• [Dataset content]:
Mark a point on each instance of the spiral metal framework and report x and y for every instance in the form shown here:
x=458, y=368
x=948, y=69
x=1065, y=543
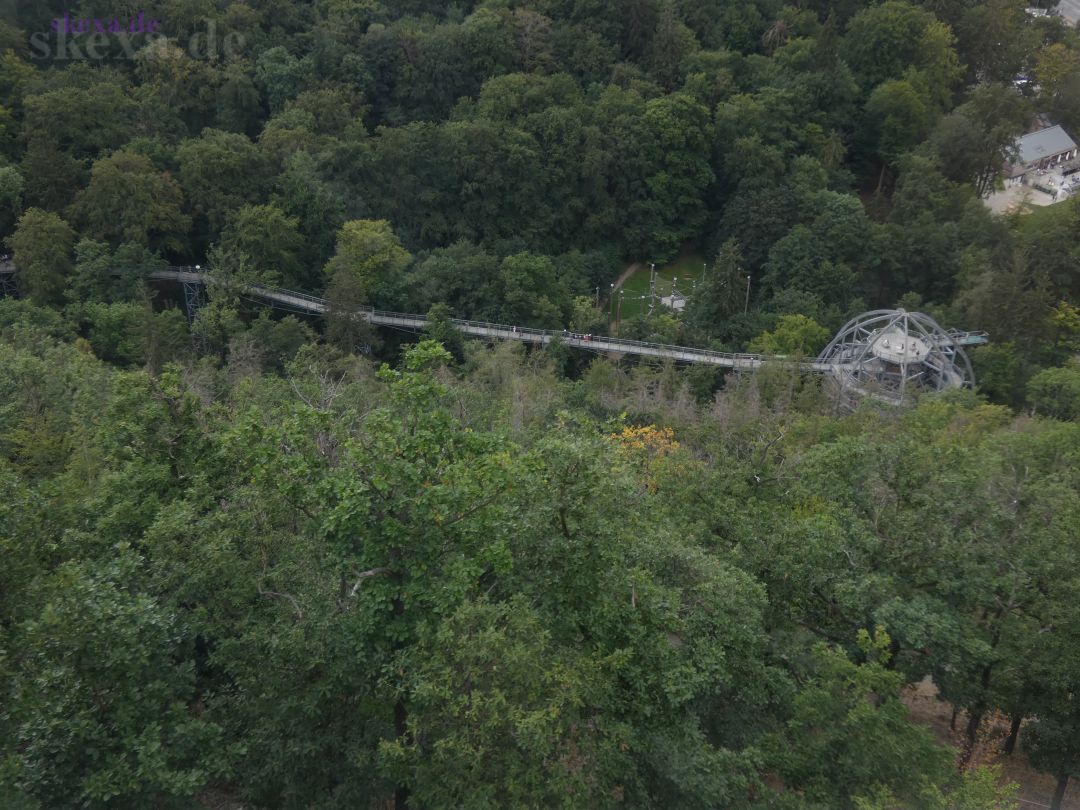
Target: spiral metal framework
x=893, y=355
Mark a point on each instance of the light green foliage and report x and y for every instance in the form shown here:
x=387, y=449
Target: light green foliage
x=794, y=336
x=1056, y=391
x=369, y=253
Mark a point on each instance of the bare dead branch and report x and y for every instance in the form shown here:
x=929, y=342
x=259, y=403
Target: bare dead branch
x=364, y=575
x=288, y=597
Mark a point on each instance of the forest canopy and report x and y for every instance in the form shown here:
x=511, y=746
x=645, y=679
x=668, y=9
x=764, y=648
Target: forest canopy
x=254, y=558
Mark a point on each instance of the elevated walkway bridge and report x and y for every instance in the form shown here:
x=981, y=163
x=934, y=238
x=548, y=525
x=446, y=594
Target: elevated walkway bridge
x=302, y=302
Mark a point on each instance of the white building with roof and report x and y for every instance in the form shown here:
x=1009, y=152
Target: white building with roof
x=1038, y=151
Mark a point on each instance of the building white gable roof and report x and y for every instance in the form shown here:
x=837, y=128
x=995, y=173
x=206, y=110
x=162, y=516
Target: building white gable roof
x=1044, y=144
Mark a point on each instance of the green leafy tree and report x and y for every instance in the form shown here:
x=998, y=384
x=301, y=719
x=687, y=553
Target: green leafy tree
x=794, y=336
x=372, y=255
x=270, y=240
x=95, y=706
x=1056, y=391
x=11, y=198
x=219, y=172
x=41, y=247
x=127, y=200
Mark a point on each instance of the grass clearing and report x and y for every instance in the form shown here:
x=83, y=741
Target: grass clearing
x=686, y=268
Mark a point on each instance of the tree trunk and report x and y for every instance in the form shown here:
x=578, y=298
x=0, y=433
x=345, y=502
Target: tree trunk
x=971, y=734
x=1063, y=783
x=1013, y=732
x=401, y=792
x=401, y=720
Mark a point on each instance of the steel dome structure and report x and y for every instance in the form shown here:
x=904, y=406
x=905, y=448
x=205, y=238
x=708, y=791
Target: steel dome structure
x=894, y=355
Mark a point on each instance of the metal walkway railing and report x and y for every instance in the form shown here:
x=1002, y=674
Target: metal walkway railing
x=313, y=305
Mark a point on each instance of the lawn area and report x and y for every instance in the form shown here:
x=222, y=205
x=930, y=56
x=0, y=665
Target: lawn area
x=686, y=268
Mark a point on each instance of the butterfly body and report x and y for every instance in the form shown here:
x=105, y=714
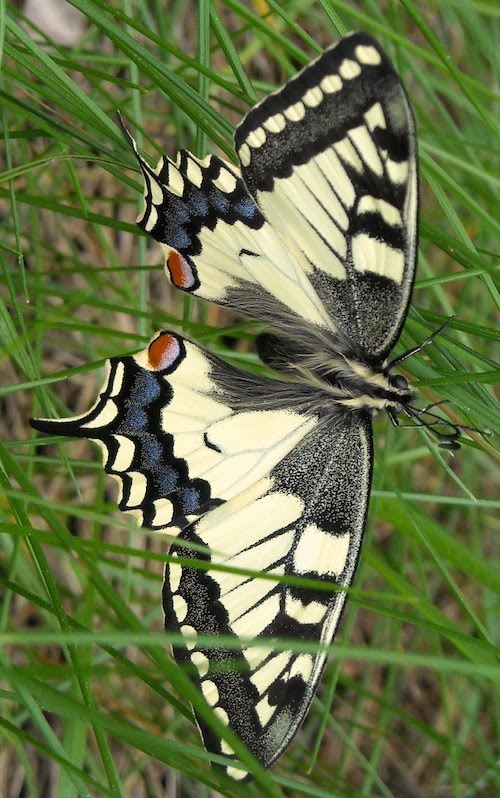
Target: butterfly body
x=267, y=480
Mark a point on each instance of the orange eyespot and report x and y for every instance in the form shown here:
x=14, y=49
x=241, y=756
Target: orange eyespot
x=163, y=351
x=180, y=271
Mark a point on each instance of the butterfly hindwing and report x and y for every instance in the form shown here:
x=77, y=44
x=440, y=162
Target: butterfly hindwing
x=331, y=161
x=266, y=481
x=180, y=431
x=304, y=519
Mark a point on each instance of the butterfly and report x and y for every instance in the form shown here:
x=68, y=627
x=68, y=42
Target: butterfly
x=267, y=480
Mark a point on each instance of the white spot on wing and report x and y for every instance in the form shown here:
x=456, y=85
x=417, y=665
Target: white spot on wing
x=264, y=711
x=180, y=607
x=374, y=117
x=137, y=489
x=222, y=715
x=255, y=621
x=313, y=612
x=190, y=635
x=349, y=69
x=201, y=662
x=194, y=173
x=257, y=137
x=371, y=255
x=388, y=212
x=295, y=112
x=236, y=773
x=367, y=54
x=397, y=171
x=151, y=220
x=244, y=154
x=226, y=181
x=321, y=552
x=366, y=148
x=156, y=189
x=302, y=667
x=313, y=97
x=174, y=574
x=275, y=123
x=348, y=154
x=124, y=454
x=175, y=182
x=163, y=512
x=115, y=388
x=265, y=676
x=106, y=416
x=330, y=84
x=210, y=691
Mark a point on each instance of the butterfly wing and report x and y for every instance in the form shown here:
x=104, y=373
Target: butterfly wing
x=304, y=519
x=331, y=161
x=180, y=432
x=243, y=467
x=217, y=243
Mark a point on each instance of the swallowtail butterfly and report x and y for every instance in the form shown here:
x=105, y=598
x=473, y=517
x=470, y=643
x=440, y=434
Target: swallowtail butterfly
x=315, y=236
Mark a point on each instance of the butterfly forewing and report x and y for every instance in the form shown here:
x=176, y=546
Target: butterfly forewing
x=331, y=161
x=304, y=519
x=217, y=243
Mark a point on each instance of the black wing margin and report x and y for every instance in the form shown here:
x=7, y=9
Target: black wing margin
x=306, y=519
x=331, y=161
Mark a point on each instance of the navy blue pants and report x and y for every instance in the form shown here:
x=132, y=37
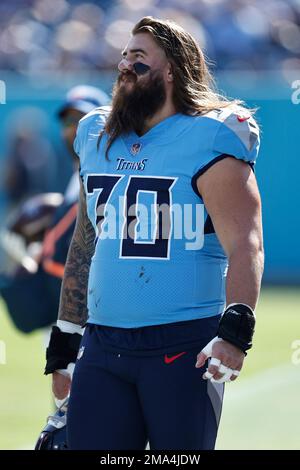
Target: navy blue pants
x=122, y=400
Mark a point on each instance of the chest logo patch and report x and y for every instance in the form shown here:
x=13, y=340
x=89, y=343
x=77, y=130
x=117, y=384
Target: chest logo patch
x=135, y=148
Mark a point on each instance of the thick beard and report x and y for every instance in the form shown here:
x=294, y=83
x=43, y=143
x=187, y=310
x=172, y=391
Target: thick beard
x=130, y=109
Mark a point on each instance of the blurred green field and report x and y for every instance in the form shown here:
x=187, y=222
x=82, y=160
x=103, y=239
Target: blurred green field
x=261, y=409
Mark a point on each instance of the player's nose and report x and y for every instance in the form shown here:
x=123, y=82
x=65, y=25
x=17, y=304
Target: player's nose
x=125, y=65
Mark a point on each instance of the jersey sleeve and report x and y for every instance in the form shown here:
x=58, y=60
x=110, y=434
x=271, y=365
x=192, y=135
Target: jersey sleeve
x=237, y=135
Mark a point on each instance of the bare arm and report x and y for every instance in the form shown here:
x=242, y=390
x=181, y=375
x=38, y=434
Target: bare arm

• [What is expected]: The lines above should be transcribed exactly, with every image removed.

• [Output of the exercise]:
Mark a point on each instance of the spiral metal framework and report x and y for every instance in the form shown here:
x=458, y=368
x=948, y=69
x=1065, y=543
Target: spiral metal framework
x=893, y=355
Mark a point on each instance of the light green foliage and report x and y for every instance in the form shown here:
x=387, y=449
Target: light green foliage
x=794, y=336
x=1056, y=391
x=369, y=253
Mark a point on each instance of the bare dead branch and report x and y for every instance in the form shown here:
x=929, y=342
x=259, y=403
Target: bare dead branch
x=364, y=575
x=288, y=597
Mark a point on each instance of the forest canopy and report x and y for every instance in the form shown here:
x=511, y=746
x=645, y=679
x=668, y=9
x=764, y=648
Target: forest canopy
x=254, y=558
Mark a point on each instance of the elevated walkway bridge and report x and y for every instance in the form shown here:
x=981, y=163
x=934, y=238
x=548, y=525
x=446, y=594
Target: elevated walkway bridge
x=302, y=302
Mark a point on each instance of the white building with roof and report x and y for every instance in the form shown here:
x=1009, y=152
Target: white building with roof
x=1038, y=151
Mark a point on each instance of the building white gable roof and report x and y for every instance in the form shown here:
x=837, y=128
x=995, y=173
x=206, y=110
x=162, y=516
Target: building white gable roof
x=1044, y=144
Mark a point on each instance of the green leafy tree and report x and y for every instance in the form shown here:
x=998, y=384
x=301, y=719
x=687, y=553
Target: green leafy tree
x=794, y=336
x=372, y=255
x=270, y=240
x=95, y=706
x=1056, y=391
x=11, y=198
x=219, y=172
x=41, y=247
x=127, y=200
Mark a point on each instance of the grass clearing and report x and y for every instance in the form shown here:
x=83, y=741
Target: grass clearing
x=686, y=268
Mark a point on each instance of the tree trunk and report x and y for every instance in the form shown here:
x=578, y=298
x=0, y=433
x=345, y=502
Target: tree trunk
x=971, y=734
x=1063, y=783
x=1013, y=732
x=401, y=792
x=401, y=720
Mark a point on each instance of the steel dome structure and report x and y for every instance in the form shown here:
x=904, y=406
x=905, y=448
x=205, y=238
x=708, y=791
Target: steel dome structure
x=894, y=355
Mark a point on each instance of the metal walkway railing and report x and y for every instance in the form shown here:
x=1002, y=674
Target: metal walkway railing
x=313, y=305
Mark a point on each instance of the lawn area and report x and y for every instance in the form shown here:
x=222, y=205
x=930, y=56
x=0, y=665
Target: lawn area
x=686, y=268
Mark a point on each instance of the butterfly body and report x and y for every instance in the form shown here:
x=105, y=714
Target: butterfly body
x=267, y=480
Mark a point on each instance of the orange eyespot and report x and y for every instance in the form shown here:
x=14, y=49
x=241, y=756
Target: orange eyespot
x=163, y=351
x=180, y=271
Mark a point on each instance of the butterfly hindwing and report x and y for every instance in the form shown here:
x=77, y=44
x=440, y=162
Target: butterfly hindwing
x=331, y=161
x=266, y=481
x=180, y=431
x=304, y=519
Mark a point on each instance of the butterfly and report x and y for every instance in the form shown here:
x=68, y=627
x=68, y=42
Target: butterfly
x=267, y=480
Mark a point on each instance of the white spot on wing and report x and y for every instance in the form shown here:
x=456, y=85
x=417, y=665
Target: white spot on wing
x=264, y=711
x=180, y=607
x=374, y=117
x=137, y=489
x=222, y=715
x=255, y=621
x=313, y=612
x=190, y=635
x=349, y=69
x=201, y=662
x=194, y=173
x=257, y=137
x=371, y=255
x=388, y=212
x=295, y=112
x=236, y=773
x=367, y=54
x=397, y=171
x=151, y=220
x=244, y=154
x=226, y=181
x=321, y=552
x=366, y=148
x=156, y=189
x=302, y=667
x=313, y=97
x=174, y=574
x=275, y=123
x=348, y=154
x=124, y=454
x=175, y=182
x=163, y=512
x=115, y=388
x=265, y=676
x=106, y=416
x=330, y=84
x=210, y=691
Mark a point on each instance of the butterfly wing and report x and y for every instance in the form shown here:
x=104, y=373
Target: butterfly wing
x=304, y=519
x=331, y=161
x=180, y=432
x=243, y=467
x=217, y=243
Mark a point on each instance of the swallowtail butterfly and report x and y for every instance in the form shown here:
x=105, y=598
x=473, y=517
x=470, y=643
x=440, y=434
Target: swallowtail butterfly
x=315, y=236
Mark a point on each instance of the butterfly forewing and report x and y for every instance in the form shown here:
x=176, y=546
Target: butterfly forewing
x=331, y=161
x=304, y=519
x=217, y=243
Mark a point on each instance of the black wing margin and report x and y for every instance in the form shown here:
x=7, y=9
Target: black wing margin
x=306, y=519
x=331, y=161
Mark a point on each instance of the navy blue pants and report x and y for every instance in the form shown here:
x=132, y=37
Target: navy blue pants
x=122, y=400
Mark a point on each instance of the chest logo patch and report x and y for every instance in the form shown here:
x=13, y=340
x=89, y=343
x=77, y=130
x=117, y=384
Target: chest logo patch
x=135, y=148
Mark a point on each instance of the thick beard and report x and y for every instance in the form shown here:
x=294, y=83
x=43, y=143
x=187, y=310
x=172, y=391
Target: thick beard
x=130, y=109
Mark a point on each instance of the blurred green field and report x and y for every instance in the form shown here:
x=187, y=222
x=82, y=160
x=103, y=239
Target: blurred green field
x=261, y=409
Mark a point on each instance of the player's nose and report x and y for every instance in the form shown here:
x=123, y=82
x=65, y=25
x=17, y=304
Target: player's nose
x=125, y=65
Mark a point on each instance of the jersey sleeve and report x and y for every instance in the form shown here:
x=58, y=60
x=110, y=434
x=271, y=365
x=192, y=135
Target: jersey sleeve
x=237, y=135
Mark a point on each instance of the bare arm and report x and y for every instance in the form shown here:
x=242, y=390
x=181, y=375
x=38, y=434
Target: bare arm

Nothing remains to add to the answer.